Try it: Reproduce the Ontario auto insurance piece starting at "Fraud is a major" and ending at "type of situation.", swapping "staged accidents" for "fake collisions".

Passage shown:
Where do you think the rates will go if companies remain unprofitable and possibly pull out of the Ontario auto insurance market? This could be a very real possibility. It has already happened on the east coast. The current Ontario auto insurance product is broken. It does not need another band aid effort to fix it, it needs a complete overhaul.
Currently bill 42 has been introduced by MPP, Mr. Parm Gill and passed it’s first reading in parliament on October 5, 2018. Mr Gill is from the Milton area and is proposing that the government no longer allow insurance companies to rate their auto product based on postal code and telephone area code. This is a bad idea. This would drive rates up for anyone not living in the greater Toronto area while lowering the rates for someone living in this area whom is at a much greater risk of being in an accident, have their vehicle stolen, or become a victim of insurance fraud. Insurance rates are a balancing act where consumers purchase protection for their own possible risk of a claim. What data has proven is it is much more risky to drive in the GTA as opposed to a rural are in Ontario for example.
We do not need a change like this!
We need to look at the entire auto product. This includes the fraud that is running rampid in the business but also eliminating things like red tape and the ability for lawyers to drag things out costing the industry millions of dollars which never actually
make its way back into the hands of the actual injured individual.
The previous government hired an independent consultant to take an in depth look at the industry and find its flaws. This is the 101 page “David Marshall Report”. It is a complete report stating how the current system and coverages work and a number of viable solutions that can improve the product, system operations, and ultimately give us a cheaper, more affordable product.
Did you know?
Fraud is a major issue when it comes to Ontario auto insurance.
In fact, it is estimated that fraud costs the industry between $800,000 and $1,600,000,000 each and every year. Criminals have become very organized and many staged accidents occur on a regular basis. They have tow truck companies, body shops, medical facilities and even legal professionals involved. Money needs to be spent to help curtail this type of situation.

Data extract:

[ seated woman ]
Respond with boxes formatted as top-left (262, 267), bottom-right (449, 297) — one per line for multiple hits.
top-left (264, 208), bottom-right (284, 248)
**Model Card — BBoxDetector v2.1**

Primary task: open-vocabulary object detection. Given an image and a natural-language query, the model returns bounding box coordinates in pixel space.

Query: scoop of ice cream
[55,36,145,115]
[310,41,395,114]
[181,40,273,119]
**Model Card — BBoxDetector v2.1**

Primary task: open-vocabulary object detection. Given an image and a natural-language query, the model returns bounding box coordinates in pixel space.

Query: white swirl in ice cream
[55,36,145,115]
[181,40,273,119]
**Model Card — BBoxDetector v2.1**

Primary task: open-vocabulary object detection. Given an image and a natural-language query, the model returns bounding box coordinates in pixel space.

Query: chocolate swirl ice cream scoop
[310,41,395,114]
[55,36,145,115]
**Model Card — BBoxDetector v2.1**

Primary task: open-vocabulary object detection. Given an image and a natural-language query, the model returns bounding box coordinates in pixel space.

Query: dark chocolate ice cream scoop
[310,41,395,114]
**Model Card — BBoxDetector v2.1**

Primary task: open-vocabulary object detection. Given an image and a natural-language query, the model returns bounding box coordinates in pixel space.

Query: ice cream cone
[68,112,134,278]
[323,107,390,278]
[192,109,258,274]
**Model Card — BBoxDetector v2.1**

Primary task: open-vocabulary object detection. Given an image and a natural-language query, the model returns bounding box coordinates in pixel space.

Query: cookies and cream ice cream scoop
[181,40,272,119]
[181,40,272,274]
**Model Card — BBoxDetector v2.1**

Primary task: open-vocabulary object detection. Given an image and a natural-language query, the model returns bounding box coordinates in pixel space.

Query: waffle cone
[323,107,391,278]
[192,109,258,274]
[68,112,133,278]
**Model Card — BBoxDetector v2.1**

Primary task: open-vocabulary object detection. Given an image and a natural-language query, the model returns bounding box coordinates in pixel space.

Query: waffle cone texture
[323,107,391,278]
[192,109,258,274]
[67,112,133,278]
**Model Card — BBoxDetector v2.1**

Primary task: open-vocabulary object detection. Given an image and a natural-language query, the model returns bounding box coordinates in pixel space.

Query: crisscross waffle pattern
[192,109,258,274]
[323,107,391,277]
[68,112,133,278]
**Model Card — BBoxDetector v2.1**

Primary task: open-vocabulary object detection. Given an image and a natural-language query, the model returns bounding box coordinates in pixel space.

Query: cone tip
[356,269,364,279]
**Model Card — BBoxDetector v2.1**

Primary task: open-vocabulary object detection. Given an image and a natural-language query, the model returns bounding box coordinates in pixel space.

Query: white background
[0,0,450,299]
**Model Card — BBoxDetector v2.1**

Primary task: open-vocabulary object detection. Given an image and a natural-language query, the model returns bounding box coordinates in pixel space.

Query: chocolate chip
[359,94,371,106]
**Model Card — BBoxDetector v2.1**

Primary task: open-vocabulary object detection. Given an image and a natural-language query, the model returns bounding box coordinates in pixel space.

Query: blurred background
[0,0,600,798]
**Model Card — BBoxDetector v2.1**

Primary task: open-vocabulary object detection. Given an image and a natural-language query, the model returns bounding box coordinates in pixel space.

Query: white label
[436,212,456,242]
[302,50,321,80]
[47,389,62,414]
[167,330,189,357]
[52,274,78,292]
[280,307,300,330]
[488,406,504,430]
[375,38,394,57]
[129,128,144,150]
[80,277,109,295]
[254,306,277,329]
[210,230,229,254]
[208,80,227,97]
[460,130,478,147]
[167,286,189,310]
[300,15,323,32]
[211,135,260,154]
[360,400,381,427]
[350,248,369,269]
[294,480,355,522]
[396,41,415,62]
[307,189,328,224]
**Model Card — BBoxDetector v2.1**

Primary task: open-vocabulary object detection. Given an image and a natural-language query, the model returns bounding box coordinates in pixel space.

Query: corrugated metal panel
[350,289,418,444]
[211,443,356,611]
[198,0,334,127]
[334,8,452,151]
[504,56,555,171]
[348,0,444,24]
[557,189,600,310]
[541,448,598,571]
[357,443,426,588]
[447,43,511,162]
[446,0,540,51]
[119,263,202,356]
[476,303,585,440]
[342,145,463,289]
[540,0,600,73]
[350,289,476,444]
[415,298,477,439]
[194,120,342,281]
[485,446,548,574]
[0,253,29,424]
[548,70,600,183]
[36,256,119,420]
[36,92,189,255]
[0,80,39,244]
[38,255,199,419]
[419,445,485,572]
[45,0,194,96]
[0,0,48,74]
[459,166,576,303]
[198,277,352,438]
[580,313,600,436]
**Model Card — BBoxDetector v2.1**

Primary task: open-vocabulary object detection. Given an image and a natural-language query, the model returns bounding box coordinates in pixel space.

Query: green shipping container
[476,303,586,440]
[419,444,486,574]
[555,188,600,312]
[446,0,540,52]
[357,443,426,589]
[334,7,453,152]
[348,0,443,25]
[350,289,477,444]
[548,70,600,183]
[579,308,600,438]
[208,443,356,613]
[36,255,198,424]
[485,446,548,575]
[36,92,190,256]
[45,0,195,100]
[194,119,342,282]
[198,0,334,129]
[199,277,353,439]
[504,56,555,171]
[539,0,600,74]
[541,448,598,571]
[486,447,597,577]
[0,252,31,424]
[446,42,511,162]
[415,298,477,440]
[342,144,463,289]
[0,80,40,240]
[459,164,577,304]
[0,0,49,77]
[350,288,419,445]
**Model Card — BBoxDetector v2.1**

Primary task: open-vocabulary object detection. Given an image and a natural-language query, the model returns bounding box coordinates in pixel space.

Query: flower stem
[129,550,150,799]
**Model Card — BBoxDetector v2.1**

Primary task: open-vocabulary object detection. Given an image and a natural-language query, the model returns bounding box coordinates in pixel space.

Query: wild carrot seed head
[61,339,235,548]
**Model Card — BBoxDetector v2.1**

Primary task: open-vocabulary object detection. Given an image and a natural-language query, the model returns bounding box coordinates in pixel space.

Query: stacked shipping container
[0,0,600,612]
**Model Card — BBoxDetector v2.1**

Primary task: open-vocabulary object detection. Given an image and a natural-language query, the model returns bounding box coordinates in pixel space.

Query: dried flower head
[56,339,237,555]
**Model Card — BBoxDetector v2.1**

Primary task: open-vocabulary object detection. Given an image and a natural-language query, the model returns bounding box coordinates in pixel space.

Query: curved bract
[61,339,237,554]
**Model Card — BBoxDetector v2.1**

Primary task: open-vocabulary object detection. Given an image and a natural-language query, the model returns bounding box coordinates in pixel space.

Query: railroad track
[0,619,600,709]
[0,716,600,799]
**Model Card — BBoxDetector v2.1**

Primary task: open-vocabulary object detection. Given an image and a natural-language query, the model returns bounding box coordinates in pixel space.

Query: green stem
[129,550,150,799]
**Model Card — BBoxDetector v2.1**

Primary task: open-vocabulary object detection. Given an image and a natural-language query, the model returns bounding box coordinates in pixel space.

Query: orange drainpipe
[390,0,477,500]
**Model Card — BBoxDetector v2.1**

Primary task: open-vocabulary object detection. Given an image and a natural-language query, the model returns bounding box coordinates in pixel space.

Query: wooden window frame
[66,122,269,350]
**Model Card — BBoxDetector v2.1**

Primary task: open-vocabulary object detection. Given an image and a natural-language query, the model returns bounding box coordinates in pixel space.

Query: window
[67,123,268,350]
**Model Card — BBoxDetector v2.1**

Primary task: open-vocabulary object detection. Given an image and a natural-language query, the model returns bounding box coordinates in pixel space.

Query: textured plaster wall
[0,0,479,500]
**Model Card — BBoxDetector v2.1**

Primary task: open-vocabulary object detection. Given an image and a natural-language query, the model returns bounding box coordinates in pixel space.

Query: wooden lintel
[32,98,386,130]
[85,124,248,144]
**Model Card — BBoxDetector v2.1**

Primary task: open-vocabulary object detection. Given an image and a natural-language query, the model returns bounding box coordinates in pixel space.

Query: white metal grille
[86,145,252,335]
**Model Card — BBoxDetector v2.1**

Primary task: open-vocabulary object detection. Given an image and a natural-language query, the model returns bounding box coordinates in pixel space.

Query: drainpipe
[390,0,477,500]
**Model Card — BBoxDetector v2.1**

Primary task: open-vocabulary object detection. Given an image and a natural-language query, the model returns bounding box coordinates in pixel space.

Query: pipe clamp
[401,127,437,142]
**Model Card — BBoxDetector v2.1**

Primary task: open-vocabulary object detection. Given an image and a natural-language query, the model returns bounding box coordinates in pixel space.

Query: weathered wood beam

Result of this exercise:
Fraud is a major issue when it comes to Ontario auto insurance.
In fact, it is estimated that fraud costs the industry between $800,000 and $1,600,000,000 each and every year. Criminals have become very organized and many fake collisions occur on a regular basis. They have tow truck companies, body shops, medical facilities and even legal professionals involved. Money needs to be spent to help curtail this type of situation.